===== MATERIALS PROVIDED =====

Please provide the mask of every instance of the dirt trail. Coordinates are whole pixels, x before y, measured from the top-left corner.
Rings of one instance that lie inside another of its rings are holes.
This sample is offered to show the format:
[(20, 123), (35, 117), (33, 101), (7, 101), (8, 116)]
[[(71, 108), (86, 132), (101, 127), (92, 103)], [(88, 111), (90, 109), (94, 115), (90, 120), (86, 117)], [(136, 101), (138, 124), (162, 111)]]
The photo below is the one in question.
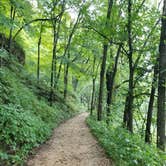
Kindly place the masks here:
[(85, 123), (87, 115), (82, 113), (61, 124), (27, 165), (110, 166), (110, 160)]

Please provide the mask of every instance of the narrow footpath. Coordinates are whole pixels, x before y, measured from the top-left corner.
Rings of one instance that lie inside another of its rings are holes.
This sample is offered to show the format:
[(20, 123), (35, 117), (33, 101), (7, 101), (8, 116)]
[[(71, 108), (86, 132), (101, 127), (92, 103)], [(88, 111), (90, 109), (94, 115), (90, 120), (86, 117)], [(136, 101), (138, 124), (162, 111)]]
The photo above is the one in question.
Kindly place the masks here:
[(51, 139), (42, 145), (28, 166), (110, 166), (111, 161), (90, 133), (82, 113), (54, 130)]

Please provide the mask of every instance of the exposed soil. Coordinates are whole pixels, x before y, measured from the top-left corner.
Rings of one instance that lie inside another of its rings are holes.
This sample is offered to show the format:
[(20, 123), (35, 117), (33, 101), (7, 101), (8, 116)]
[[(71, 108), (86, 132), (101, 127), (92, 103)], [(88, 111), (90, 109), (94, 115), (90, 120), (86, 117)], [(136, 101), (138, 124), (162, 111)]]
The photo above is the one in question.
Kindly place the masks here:
[(54, 130), (52, 138), (28, 160), (28, 166), (110, 166), (111, 161), (85, 123), (82, 113)]

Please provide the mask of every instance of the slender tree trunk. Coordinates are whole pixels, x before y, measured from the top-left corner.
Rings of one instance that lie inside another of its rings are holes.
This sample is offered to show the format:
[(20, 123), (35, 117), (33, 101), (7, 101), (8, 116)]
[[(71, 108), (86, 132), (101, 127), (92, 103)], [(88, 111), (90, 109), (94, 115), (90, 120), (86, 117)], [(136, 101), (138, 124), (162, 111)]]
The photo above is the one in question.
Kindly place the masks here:
[[(68, 61), (70, 60), (70, 52), (68, 52)], [(64, 73), (64, 99), (67, 97), (67, 89), (68, 89), (68, 74), (69, 74), (69, 62), (67, 62)]]
[(38, 58), (37, 58), (37, 81), (38, 81), (38, 84), (39, 84), (39, 79), (40, 79), (40, 46), (41, 46), (41, 39), (42, 39), (42, 29), (43, 29), (43, 25), (41, 23), (39, 40), (38, 40)]
[(128, 53), (128, 61), (129, 61), (129, 85), (128, 85), (128, 94), (126, 97), (126, 104), (124, 110), (124, 125), (130, 132), (133, 132), (133, 80), (134, 80), (134, 68), (133, 68), (133, 48), (132, 48), (132, 20), (131, 20), (131, 10), (132, 10), (132, 1), (128, 0), (128, 24), (127, 24), (127, 31), (128, 31), (128, 46), (129, 46), (129, 53)]
[(53, 33), (54, 33), (54, 39), (53, 39), (53, 54), (52, 54), (52, 64), (51, 64), (51, 91), (50, 91), (50, 105), (52, 105), (53, 102), (53, 89), (54, 89), (54, 78), (55, 78), (55, 61), (56, 61), (56, 22), (53, 20)]
[(150, 92), (150, 99), (149, 99), (149, 106), (148, 106), (148, 114), (146, 120), (146, 130), (145, 130), (145, 142), (151, 142), (151, 123), (152, 123), (152, 114), (153, 114), (153, 103), (155, 98), (155, 91), (156, 91), (156, 81), (157, 81), (157, 73), (158, 73), (158, 65), (154, 67), (154, 74), (152, 80), (152, 87)]
[(113, 67), (112, 71), (107, 69), (107, 72), (106, 72), (107, 124), (109, 123), (110, 106), (112, 104), (113, 87), (114, 87), (114, 81), (115, 81), (115, 76), (116, 76), (116, 72), (117, 72), (118, 59), (119, 59), (119, 56), (120, 56), (121, 47), (122, 47), (122, 45), (120, 44), (119, 48), (118, 48), (118, 51), (117, 51), (117, 54), (116, 54), (116, 57), (115, 57), (115, 64), (114, 64), (114, 67)]
[(96, 78), (92, 79), (92, 97), (91, 97), (91, 107), (90, 107), (90, 115), (93, 115), (94, 107), (94, 100), (95, 100), (95, 89), (96, 89)]
[(15, 19), (15, 14), (16, 14), (16, 9), (13, 6), (11, 6), (11, 10), (10, 10), (11, 28), (9, 32), (9, 43), (8, 43), (9, 53), (11, 53), (12, 37), (13, 37), (13, 22)]
[[(77, 25), (78, 25), (78, 23), (79, 23), (80, 16), (81, 16), (81, 10), (80, 10), (79, 13), (78, 13), (77, 20), (76, 20), (76, 22), (75, 22), (75, 24), (74, 24), (74, 26), (73, 26), (73, 28), (72, 28), (72, 31), (71, 31), (71, 33), (70, 33), (70, 35), (69, 35), (68, 42), (67, 42), (67, 45), (66, 45), (66, 48), (65, 48), (65, 50), (64, 50), (64, 53), (63, 53), (62, 58), (65, 58), (66, 53), (67, 53), (67, 51), (68, 51), (69, 48), (70, 48), (70, 44), (71, 44), (71, 41), (72, 41), (72, 37), (73, 37), (74, 32), (75, 32), (75, 30), (76, 30), (76, 28), (77, 28)], [(58, 80), (59, 80), (59, 78), (60, 78), (61, 69), (62, 69), (62, 63), (63, 63), (63, 59), (62, 59), (61, 62), (60, 62), (59, 71), (58, 71), (58, 74), (57, 74), (57, 83), (58, 83)]]
[(91, 106), (90, 106), (90, 115), (93, 114), (93, 110), (94, 110), (94, 95), (95, 95), (95, 82), (96, 82), (96, 74), (95, 74), (95, 65), (96, 65), (96, 56), (94, 55), (93, 58), (93, 69), (92, 69), (92, 73), (93, 73), (93, 78), (92, 78), (92, 96), (91, 96)]
[[(56, 4), (54, 4), (56, 5)], [(55, 8), (55, 6), (54, 6)], [(55, 88), (56, 85), (56, 48), (57, 48), (57, 43), (58, 43), (58, 39), (59, 39), (59, 32), (60, 32), (60, 27), (61, 27), (61, 20), (62, 20), (62, 16), (64, 13), (64, 8), (65, 8), (65, 0), (63, 1), (62, 4), (62, 9), (61, 9), (61, 14), (59, 16), (59, 22), (58, 22), (58, 28), (57, 27), (57, 20), (52, 20), (52, 25), (53, 25), (53, 50), (52, 50), (52, 64), (51, 64), (51, 79), (50, 79), (50, 86), (51, 86), (51, 90), (50, 90), (50, 105), (52, 105), (53, 102), (53, 89)], [(54, 11), (54, 10), (53, 10)], [(53, 14), (52, 16), (53, 18), (55, 17), (55, 15)]]
[(72, 85), (73, 85), (74, 92), (76, 92), (77, 86), (78, 86), (78, 79), (75, 76), (72, 77)]
[(159, 46), (159, 84), (157, 111), (157, 147), (165, 151), (166, 145), (166, 0), (164, 0)]
[[(106, 27), (107, 27), (108, 21), (110, 20), (110, 17), (111, 17), (112, 6), (113, 6), (113, 0), (108, 0)], [(101, 71), (100, 71), (100, 85), (99, 85), (100, 87), (99, 87), (99, 98), (98, 98), (98, 109), (97, 109), (98, 121), (102, 120), (104, 75), (105, 75), (105, 68), (106, 68), (106, 61), (107, 61), (107, 50), (108, 50), (108, 43), (106, 42), (103, 45), (103, 58), (102, 58)]]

=====

## PROBLEM DETAILS
Copy out every line of the records above verbatim, omitting the pictures.

## FULL RESPONSE
Please provide the mask of every instance of the dirt trail. Coordinates are whole pixels, x before y, measured from the top-left corner.
Rings of one instance that lie inside another of its rings are holes.
This sample is offered to show the format:
[(20, 123), (35, 117), (33, 101), (7, 101), (8, 116)]
[[(71, 108), (86, 132), (101, 127), (92, 103)], [(88, 111), (90, 109), (94, 115), (90, 120), (86, 117)], [(136, 101), (138, 124), (162, 111)]]
The photo below is the one in question.
Kindly place the masks here:
[(85, 123), (87, 115), (82, 113), (61, 124), (27, 165), (110, 166), (110, 160)]

Please provide the mask of every instance of the narrow footpath. Coordinates are whole pixels, x before y, measured from the top-left corner.
Rings of one instance that lie inside another of its rings are holes.
This sample is offered to show the format:
[(20, 123), (35, 117), (33, 101), (7, 101), (8, 116)]
[[(71, 108), (86, 132), (101, 127), (92, 103)], [(88, 111), (90, 109), (94, 115), (90, 120), (86, 117)], [(136, 101), (138, 124), (162, 111)]]
The photo above is the one in question.
Kindly place the masks here:
[(51, 139), (42, 145), (28, 166), (110, 166), (111, 161), (90, 133), (82, 113), (54, 130)]

Please provide the mask of every instance of the exposed soil. Coordinates are whole pixels, x before y, measured from the top-left corner.
Rings of one instance that lie inside another of its rings are holes.
This sample is offered to show the format:
[(20, 123), (35, 117), (33, 101), (7, 101), (8, 116)]
[[(71, 108), (86, 132), (101, 127), (92, 103)], [(88, 111), (90, 109), (94, 115), (90, 120), (86, 117)], [(136, 101), (138, 124), (162, 111)]]
The photo above is the one in question.
Kindly place the masks here:
[(54, 130), (52, 138), (28, 160), (28, 166), (110, 166), (111, 161), (85, 123), (82, 113)]

Please provide the mask of every instance of the slender tree trunk. Coordinates are whole pixels, x before y, measured from the top-left corner.
Rings of one instance that lie inside another of its rings are holes.
This sample is offered to show the format:
[(20, 123), (35, 117), (33, 101), (7, 101), (8, 116)]
[[(71, 108), (86, 132), (101, 127), (92, 103)], [(88, 111), (90, 109), (94, 115), (90, 120), (86, 117)], [(136, 101), (138, 124), (162, 111)]]
The photo above is the one in question.
Kindly place the masks here:
[[(68, 61), (70, 60), (70, 52), (68, 52)], [(64, 73), (64, 99), (67, 97), (67, 89), (68, 89), (68, 74), (69, 74), (69, 62), (67, 62)]]
[(38, 58), (37, 58), (37, 81), (38, 81), (38, 84), (39, 84), (39, 79), (40, 79), (40, 46), (41, 46), (41, 39), (42, 39), (42, 29), (43, 29), (43, 25), (41, 23), (39, 40), (38, 40)]
[(128, 53), (128, 61), (129, 61), (129, 85), (128, 85), (128, 94), (126, 97), (126, 104), (124, 110), (124, 125), (130, 132), (133, 132), (133, 80), (134, 80), (134, 68), (133, 68), (133, 48), (132, 48), (132, 20), (131, 20), (131, 10), (132, 10), (132, 1), (128, 0), (128, 24), (127, 24), (127, 31), (128, 31), (128, 46), (129, 46), (129, 53)]
[(53, 33), (54, 33), (54, 39), (53, 39), (53, 54), (52, 54), (52, 64), (51, 64), (51, 91), (50, 91), (50, 105), (52, 105), (53, 102), (53, 89), (54, 89), (54, 78), (55, 78), (55, 61), (56, 61), (56, 22), (53, 20)]
[(150, 92), (150, 99), (149, 99), (149, 106), (148, 106), (148, 114), (146, 120), (146, 130), (145, 130), (145, 142), (151, 142), (151, 123), (152, 123), (152, 114), (153, 114), (153, 103), (155, 98), (155, 91), (156, 91), (156, 81), (157, 81), (157, 73), (158, 73), (158, 65), (154, 67), (154, 74), (152, 80), (152, 87)]
[(113, 67), (112, 71), (107, 69), (107, 72), (106, 72), (107, 124), (109, 123), (110, 106), (112, 104), (113, 87), (114, 87), (114, 81), (115, 81), (115, 76), (116, 76), (116, 72), (117, 72), (118, 59), (119, 59), (119, 56), (120, 56), (121, 47), (122, 47), (122, 45), (120, 44), (119, 48), (118, 48), (118, 51), (117, 51), (117, 54), (116, 54), (116, 57), (115, 57), (115, 64), (114, 64), (114, 67)]
[(96, 78), (92, 79), (92, 97), (91, 97), (91, 107), (90, 107), (90, 115), (93, 115), (94, 107), (94, 100), (95, 100), (95, 89), (96, 89)]
[(15, 19), (15, 14), (16, 14), (16, 9), (13, 6), (11, 6), (11, 10), (10, 10), (11, 28), (9, 32), (9, 43), (8, 43), (9, 53), (11, 53), (12, 37), (13, 37), (13, 22)]
[[(77, 25), (78, 25), (78, 23), (79, 23), (80, 16), (81, 16), (81, 10), (80, 10), (79, 13), (78, 13), (77, 20), (76, 20), (76, 22), (75, 22), (75, 24), (74, 24), (74, 26), (73, 26), (73, 28), (72, 28), (72, 31), (71, 31), (71, 33), (70, 33), (70, 35), (69, 35), (68, 42), (67, 42), (67, 45), (66, 45), (66, 48), (65, 48), (65, 50), (64, 50), (64, 53), (63, 53), (62, 58), (65, 58), (66, 53), (67, 53), (67, 51), (68, 51), (69, 48), (70, 48), (70, 44), (71, 44), (71, 41), (72, 41), (72, 37), (73, 37), (74, 32), (75, 32), (75, 30), (76, 30), (76, 28), (77, 28)], [(58, 80), (59, 80), (59, 78), (60, 78), (61, 69), (62, 69), (62, 63), (63, 63), (63, 59), (62, 59), (61, 62), (60, 62), (59, 71), (58, 71), (58, 74), (57, 74), (57, 83), (58, 83)]]
[(91, 106), (90, 106), (90, 115), (93, 114), (93, 110), (94, 110), (94, 95), (95, 95), (95, 82), (96, 82), (96, 74), (95, 74), (95, 65), (96, 65), (96, 56), (94, 55), (93, 58), (93, 69), (92, 69), (92, 73), (93, 73), (93, 78), (92, 78), (92, 96), (91, 96)]
[[(56, 4), (54, 4), (56, 5)], [(55, 8), (55, 6), (54, 6)], [(55, 88), (56, 85), (56, 48), (57, 48), (57, 43), (58, 43), (58, 39), (59, 39), (59, 32), (60, 32), (60, 27), (61, 27), (61, 20), (62, 20), (62, 16), (64, 13), (64, 8), (65, 8), (65, 0), (63, 1), (62, 4), (62, 9), (61, 9), (61, 14), (59, 16), (59, 22), (58, 22), (58, 28), (57, 27), (57, 20), (52, 20), (52, 25), (53, 25), (53, 50), (52, 50), (52, 64), (51, 64), (51, 79), (50, 79), (50, 86), (51, 86), (51, 90), (50, 90), (50, 105), (52, 105), (53, 102), (53, 89)], [(54, 11), (54, 10), (53, 10)], [(53, 14), (52, 16), (53, 18), (55, 17), (55, 15)]]
[(72, 85), (73, 85), (74, 92), (76, 92), (77, 86), (78, 86), (78, 79), (75, 76), (72, 77)]
[(159, 46), (159, 84), (157, 111), (157, 147), (165, 151), (166, 145), (166, 0), (164, 0)]
[[(106, 27), (107, 27), (108, 21), (110, 20), (110, 17), (111, 17), (112, 6), (113, 6), (113, 0), (108, 0)], [(101, 71), (100, 71), (100, 85), (99, 85), (100, 87), (99, 87), (99, 98), (98, 98), (98, 109), (97, 109), (98, 121), (102, 120), (104, 75), (105, 75), (105, 68), (106, 68), (106, 61), (107, 61), (107, 50), (108, 50), (108, 43), (106, 42), (103, 45), (103, 58), (102, 58)]]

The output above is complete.